### THE PROBLEM
Work out how many lines in the entries contain the string "stone", and give nothing but that number.

### RECORDS FOR PROCESSING
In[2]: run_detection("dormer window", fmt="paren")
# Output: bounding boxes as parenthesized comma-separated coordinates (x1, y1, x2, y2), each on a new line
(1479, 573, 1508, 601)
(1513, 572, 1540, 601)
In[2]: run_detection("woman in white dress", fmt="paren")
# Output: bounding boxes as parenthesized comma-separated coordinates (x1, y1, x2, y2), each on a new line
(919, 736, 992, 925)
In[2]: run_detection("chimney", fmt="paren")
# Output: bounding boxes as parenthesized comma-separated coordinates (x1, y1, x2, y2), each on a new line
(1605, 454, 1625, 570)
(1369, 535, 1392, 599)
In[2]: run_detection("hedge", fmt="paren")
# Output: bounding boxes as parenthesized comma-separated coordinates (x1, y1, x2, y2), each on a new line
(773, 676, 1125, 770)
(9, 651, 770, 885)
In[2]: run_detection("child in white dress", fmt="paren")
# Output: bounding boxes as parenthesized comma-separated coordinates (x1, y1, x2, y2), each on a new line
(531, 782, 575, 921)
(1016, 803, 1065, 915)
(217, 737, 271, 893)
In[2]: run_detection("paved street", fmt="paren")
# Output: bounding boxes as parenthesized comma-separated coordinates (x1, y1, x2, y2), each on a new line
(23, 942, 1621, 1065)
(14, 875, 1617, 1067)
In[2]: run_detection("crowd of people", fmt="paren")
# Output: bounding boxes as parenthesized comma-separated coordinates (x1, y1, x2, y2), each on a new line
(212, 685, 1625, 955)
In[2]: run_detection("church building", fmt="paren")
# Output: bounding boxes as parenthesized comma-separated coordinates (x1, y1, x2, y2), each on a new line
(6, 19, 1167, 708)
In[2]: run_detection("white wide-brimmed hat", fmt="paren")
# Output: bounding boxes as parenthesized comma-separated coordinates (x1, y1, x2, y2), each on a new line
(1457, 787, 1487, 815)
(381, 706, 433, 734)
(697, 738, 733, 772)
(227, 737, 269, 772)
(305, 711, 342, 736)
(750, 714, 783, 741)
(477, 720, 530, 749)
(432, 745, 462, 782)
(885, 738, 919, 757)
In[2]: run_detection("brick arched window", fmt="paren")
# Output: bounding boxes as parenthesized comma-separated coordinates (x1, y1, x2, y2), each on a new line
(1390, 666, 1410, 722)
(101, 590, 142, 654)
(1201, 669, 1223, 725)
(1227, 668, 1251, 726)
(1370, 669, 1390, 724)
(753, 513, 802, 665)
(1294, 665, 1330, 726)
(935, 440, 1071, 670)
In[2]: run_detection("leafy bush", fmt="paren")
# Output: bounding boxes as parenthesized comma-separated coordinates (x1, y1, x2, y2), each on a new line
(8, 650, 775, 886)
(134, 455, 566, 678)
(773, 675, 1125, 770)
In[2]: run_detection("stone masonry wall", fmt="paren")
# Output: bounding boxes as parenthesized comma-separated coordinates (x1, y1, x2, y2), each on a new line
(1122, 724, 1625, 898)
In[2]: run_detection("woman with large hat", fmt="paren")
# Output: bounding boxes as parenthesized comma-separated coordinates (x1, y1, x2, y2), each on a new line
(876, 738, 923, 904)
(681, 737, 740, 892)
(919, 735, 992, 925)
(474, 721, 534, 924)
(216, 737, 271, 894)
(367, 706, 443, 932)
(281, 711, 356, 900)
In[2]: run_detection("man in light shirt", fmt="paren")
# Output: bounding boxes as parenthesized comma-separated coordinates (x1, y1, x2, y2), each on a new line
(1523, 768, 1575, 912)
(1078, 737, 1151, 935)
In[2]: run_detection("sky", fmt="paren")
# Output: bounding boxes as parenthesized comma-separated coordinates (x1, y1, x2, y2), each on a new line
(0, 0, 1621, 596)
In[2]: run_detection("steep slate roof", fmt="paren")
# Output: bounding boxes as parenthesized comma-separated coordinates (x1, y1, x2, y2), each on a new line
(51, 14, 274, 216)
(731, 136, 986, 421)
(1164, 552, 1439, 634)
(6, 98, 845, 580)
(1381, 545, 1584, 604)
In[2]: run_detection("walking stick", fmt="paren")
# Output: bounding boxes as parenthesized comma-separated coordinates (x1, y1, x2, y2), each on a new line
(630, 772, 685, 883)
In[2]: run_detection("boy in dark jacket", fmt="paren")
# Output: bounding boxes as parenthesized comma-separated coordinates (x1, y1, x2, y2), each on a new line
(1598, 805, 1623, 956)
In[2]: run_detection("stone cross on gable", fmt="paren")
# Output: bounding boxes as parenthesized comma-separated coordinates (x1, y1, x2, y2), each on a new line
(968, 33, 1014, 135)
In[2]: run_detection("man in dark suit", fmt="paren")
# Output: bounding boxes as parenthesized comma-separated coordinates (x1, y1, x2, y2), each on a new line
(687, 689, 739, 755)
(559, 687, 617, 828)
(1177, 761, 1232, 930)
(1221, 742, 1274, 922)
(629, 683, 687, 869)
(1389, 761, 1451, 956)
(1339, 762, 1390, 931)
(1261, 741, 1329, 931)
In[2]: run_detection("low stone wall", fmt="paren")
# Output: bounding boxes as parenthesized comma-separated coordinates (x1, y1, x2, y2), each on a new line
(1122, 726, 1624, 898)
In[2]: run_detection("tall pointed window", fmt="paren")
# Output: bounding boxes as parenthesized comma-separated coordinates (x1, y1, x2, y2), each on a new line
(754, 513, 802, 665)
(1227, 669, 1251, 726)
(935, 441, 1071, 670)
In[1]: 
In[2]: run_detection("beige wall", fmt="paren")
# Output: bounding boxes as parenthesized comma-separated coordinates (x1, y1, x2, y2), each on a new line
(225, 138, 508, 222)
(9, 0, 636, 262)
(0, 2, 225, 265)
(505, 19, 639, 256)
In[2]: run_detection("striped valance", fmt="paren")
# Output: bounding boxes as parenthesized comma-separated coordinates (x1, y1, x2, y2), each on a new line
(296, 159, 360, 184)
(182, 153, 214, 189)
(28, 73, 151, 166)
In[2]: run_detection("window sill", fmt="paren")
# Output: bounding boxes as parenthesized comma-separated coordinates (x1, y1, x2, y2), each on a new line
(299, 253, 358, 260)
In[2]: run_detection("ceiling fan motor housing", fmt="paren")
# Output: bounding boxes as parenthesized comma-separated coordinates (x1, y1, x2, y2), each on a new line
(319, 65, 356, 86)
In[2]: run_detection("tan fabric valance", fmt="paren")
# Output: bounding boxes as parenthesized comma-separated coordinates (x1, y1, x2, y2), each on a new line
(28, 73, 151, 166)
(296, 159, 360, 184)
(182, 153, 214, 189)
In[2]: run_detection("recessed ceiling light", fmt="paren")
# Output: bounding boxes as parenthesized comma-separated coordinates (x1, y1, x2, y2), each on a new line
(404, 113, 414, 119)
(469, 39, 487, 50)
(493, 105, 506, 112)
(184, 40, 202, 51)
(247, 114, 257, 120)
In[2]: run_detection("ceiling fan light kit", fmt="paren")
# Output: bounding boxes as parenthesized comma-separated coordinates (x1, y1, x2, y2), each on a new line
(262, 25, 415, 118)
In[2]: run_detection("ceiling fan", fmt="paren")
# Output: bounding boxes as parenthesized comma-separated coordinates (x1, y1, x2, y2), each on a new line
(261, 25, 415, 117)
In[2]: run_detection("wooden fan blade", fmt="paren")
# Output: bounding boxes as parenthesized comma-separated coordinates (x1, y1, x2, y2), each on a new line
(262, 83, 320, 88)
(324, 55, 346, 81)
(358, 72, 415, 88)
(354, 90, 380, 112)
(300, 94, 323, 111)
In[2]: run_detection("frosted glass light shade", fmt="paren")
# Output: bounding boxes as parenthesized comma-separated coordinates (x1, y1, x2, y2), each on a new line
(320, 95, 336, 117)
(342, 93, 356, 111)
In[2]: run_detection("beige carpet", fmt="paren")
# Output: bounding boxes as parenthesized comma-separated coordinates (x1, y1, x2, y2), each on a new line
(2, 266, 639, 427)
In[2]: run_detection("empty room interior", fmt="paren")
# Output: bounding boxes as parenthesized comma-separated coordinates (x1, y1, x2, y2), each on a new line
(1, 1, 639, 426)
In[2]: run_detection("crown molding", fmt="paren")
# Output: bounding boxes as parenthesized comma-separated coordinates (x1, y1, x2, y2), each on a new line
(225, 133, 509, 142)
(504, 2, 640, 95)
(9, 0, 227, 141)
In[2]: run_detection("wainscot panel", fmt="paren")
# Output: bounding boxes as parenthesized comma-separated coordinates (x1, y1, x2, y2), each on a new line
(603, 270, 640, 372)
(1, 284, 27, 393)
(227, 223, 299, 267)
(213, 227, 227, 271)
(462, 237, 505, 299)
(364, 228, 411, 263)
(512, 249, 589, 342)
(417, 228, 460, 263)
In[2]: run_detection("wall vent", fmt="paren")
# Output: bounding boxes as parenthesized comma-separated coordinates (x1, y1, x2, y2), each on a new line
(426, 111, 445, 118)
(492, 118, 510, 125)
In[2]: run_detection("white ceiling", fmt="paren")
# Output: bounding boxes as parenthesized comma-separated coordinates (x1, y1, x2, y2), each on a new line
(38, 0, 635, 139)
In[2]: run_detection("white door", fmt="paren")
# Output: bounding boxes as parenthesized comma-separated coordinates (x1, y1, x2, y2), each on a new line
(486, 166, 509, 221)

### WRITTEN SOLUTION
3